- Given task -
Show every line of the entries below that contains the string "hillside", matching case exactly.
### Materials provided
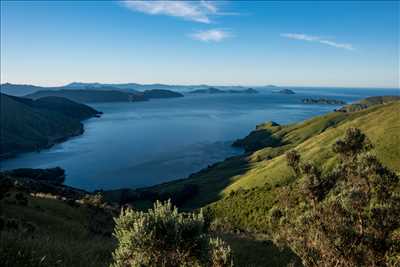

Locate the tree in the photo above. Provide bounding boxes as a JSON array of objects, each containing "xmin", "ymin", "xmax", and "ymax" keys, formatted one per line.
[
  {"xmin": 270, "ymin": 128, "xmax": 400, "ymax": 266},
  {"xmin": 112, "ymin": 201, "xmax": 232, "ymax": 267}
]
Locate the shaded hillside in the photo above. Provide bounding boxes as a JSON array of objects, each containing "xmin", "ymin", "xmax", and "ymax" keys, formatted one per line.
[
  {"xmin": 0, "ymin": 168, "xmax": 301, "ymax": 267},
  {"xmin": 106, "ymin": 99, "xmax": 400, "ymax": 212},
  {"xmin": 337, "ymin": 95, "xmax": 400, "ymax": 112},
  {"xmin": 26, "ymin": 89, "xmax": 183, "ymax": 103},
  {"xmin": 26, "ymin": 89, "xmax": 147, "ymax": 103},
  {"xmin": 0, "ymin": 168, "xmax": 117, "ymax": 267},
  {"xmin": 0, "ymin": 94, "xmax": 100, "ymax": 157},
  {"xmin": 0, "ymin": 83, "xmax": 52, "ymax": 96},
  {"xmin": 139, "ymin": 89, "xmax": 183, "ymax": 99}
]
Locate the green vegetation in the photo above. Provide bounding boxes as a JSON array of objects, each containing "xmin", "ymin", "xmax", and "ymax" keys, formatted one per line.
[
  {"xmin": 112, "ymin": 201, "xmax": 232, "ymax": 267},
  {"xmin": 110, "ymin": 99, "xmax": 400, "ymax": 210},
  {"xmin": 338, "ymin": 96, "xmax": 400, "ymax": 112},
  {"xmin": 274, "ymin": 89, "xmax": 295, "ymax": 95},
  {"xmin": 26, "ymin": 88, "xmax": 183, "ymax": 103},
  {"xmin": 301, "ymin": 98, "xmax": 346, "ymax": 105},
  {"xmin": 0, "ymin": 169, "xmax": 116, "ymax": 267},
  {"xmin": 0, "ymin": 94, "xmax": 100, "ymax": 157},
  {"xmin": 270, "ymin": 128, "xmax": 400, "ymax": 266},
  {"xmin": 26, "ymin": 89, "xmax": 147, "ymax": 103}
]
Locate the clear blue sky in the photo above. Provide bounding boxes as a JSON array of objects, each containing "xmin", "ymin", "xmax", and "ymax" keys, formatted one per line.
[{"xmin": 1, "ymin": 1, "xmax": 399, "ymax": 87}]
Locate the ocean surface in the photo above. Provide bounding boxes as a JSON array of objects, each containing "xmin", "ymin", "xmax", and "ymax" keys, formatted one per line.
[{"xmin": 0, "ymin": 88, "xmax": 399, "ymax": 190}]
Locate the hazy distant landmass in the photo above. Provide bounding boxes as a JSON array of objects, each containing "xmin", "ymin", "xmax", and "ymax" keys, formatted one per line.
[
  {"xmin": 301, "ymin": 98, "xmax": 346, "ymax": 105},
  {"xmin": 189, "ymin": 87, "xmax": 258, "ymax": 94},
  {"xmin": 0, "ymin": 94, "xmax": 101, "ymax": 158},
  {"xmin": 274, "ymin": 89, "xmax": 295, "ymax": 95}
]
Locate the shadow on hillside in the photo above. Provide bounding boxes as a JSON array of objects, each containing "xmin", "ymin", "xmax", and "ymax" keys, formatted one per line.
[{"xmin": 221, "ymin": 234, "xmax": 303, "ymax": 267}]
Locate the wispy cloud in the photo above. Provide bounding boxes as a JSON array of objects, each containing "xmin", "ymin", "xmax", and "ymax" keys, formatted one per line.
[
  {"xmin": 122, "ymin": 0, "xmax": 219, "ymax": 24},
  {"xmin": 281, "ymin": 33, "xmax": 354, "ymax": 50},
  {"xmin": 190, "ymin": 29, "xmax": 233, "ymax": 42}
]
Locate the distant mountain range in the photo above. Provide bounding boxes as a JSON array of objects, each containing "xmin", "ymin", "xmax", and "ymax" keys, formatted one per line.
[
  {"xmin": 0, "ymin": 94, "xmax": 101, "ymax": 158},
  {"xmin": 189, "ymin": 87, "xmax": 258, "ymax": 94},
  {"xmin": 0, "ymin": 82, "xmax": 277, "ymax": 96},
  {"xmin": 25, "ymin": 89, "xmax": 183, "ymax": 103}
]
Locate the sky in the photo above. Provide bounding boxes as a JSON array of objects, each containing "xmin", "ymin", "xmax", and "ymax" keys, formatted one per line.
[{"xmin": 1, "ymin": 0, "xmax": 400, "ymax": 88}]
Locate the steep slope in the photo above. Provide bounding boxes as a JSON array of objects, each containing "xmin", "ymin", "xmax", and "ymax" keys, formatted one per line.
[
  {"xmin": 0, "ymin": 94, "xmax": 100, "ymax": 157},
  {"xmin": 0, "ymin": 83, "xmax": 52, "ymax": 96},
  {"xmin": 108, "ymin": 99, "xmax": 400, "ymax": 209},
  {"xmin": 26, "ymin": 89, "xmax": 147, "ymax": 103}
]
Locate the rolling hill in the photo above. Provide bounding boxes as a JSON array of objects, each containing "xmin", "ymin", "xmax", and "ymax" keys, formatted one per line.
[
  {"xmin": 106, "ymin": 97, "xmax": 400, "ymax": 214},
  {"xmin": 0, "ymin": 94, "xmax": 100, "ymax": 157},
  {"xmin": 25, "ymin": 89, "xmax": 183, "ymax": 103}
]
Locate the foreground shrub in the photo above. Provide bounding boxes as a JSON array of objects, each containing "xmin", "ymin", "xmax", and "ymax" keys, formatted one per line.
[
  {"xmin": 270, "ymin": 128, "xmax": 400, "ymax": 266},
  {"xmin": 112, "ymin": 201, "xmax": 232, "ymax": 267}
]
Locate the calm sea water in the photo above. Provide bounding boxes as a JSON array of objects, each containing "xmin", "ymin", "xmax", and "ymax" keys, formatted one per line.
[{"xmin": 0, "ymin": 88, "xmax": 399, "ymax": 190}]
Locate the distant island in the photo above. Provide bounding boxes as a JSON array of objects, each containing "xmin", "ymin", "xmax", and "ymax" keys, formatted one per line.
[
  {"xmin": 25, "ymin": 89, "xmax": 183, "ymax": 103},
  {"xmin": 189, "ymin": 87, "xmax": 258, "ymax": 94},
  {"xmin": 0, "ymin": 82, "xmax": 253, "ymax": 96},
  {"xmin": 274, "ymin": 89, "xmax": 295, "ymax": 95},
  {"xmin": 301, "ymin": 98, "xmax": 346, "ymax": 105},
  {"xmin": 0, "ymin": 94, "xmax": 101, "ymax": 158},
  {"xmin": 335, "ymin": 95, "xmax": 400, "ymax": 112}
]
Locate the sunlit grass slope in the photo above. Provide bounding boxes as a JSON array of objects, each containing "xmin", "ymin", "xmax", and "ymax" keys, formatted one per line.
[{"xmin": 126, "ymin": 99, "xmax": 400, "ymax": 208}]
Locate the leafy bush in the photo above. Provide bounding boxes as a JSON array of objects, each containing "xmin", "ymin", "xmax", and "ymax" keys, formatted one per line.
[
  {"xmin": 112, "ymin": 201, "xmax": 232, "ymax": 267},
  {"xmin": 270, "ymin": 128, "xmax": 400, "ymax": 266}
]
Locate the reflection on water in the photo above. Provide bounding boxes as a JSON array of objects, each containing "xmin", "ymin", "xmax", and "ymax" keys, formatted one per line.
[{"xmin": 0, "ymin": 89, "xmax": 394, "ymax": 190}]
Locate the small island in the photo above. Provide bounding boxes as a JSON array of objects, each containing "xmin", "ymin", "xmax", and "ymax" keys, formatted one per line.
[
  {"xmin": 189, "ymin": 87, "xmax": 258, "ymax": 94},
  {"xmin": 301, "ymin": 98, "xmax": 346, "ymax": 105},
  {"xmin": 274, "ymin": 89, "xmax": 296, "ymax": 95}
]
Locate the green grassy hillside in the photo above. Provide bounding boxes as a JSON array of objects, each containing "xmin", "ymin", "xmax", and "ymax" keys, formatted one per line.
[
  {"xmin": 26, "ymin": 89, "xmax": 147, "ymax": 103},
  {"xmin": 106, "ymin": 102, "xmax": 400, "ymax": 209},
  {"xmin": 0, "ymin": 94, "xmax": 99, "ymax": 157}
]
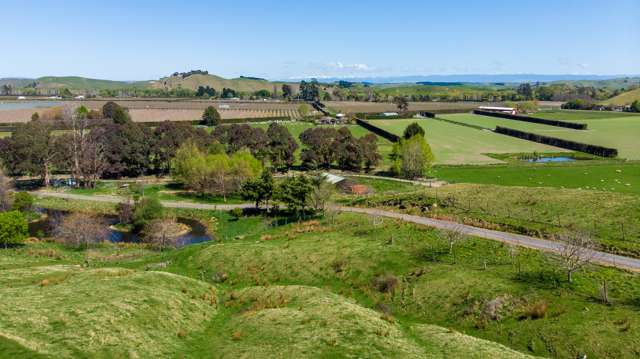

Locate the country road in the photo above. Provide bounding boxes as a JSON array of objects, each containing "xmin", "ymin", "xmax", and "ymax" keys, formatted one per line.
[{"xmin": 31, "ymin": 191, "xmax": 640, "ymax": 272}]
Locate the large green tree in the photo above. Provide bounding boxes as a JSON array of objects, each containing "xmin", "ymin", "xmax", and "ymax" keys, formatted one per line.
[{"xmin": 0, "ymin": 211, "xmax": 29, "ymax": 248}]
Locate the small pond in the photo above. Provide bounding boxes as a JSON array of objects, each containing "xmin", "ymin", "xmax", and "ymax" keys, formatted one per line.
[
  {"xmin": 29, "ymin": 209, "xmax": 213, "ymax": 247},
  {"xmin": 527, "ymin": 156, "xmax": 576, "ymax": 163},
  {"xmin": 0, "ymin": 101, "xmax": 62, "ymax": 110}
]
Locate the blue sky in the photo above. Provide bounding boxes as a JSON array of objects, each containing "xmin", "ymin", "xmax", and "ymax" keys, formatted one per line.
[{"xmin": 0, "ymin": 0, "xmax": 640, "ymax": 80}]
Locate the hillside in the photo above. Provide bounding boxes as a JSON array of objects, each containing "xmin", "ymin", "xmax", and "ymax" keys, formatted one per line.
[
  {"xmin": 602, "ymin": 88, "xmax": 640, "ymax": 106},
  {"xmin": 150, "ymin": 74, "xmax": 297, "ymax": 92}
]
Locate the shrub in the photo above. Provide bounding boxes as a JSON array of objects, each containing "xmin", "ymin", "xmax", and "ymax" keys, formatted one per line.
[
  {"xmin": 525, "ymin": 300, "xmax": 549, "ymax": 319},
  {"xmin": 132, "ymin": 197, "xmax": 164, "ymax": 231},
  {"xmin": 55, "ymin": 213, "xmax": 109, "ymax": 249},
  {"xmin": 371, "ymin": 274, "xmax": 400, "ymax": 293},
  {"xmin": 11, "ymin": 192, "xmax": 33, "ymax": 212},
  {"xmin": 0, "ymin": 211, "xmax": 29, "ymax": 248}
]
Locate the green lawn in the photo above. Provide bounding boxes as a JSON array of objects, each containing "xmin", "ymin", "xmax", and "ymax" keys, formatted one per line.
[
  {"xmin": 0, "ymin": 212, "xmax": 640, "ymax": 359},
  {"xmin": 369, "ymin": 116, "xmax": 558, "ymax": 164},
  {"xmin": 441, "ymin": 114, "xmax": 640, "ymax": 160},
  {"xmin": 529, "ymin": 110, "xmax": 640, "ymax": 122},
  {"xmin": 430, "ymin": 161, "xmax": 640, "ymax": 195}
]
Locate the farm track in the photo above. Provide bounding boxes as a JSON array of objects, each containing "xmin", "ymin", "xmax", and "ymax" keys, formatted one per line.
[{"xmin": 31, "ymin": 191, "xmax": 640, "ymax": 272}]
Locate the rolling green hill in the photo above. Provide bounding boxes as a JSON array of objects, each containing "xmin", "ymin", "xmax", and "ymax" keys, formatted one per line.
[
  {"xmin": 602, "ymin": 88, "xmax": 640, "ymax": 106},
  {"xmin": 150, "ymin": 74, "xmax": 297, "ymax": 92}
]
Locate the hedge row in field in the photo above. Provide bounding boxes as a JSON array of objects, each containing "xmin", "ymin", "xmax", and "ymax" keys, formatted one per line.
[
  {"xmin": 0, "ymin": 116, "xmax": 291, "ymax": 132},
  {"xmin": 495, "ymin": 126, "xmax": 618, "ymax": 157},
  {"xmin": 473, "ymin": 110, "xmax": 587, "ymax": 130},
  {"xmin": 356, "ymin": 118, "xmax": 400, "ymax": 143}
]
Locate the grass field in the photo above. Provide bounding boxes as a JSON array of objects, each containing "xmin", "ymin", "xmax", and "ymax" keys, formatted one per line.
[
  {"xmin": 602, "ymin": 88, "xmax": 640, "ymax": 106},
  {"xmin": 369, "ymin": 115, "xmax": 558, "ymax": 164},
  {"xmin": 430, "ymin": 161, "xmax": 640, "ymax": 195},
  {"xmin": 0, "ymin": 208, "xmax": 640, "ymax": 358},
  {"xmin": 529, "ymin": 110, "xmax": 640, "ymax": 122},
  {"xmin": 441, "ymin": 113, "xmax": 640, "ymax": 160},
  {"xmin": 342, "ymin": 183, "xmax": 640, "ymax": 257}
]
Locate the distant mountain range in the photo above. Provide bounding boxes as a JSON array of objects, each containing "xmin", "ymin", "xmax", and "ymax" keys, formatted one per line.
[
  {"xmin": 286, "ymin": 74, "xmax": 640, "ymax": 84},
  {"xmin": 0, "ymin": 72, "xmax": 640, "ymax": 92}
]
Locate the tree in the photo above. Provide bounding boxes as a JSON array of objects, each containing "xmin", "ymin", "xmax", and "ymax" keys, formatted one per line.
######
- Completed task -
Locate the shaded hillside in the photo above. Provide bounding boxes as a JSON array of objects, each containing "xmin", "ymin", "xmax", and "ymax" keys, formatted one per line.
Locate the shadow on hillside in the photo above. Provide bounding boxes as a JSON array of objects, each containing "xmin", "ymin", "xmax", and "ymax" keys, formatted one per line.
Locate the green grassy hillside in the photo above. Provide bounding boxes as a JSON array of objects, each containing "xmin", "ymin", "xmax", and "ymax" keys, formatted one per line.
Locate the hillside in the photo above. Provide bounding boxes as a JSON array of objects, each containing "xmin", "ymin", "xmax", and "ymax" keys, formatted one per line.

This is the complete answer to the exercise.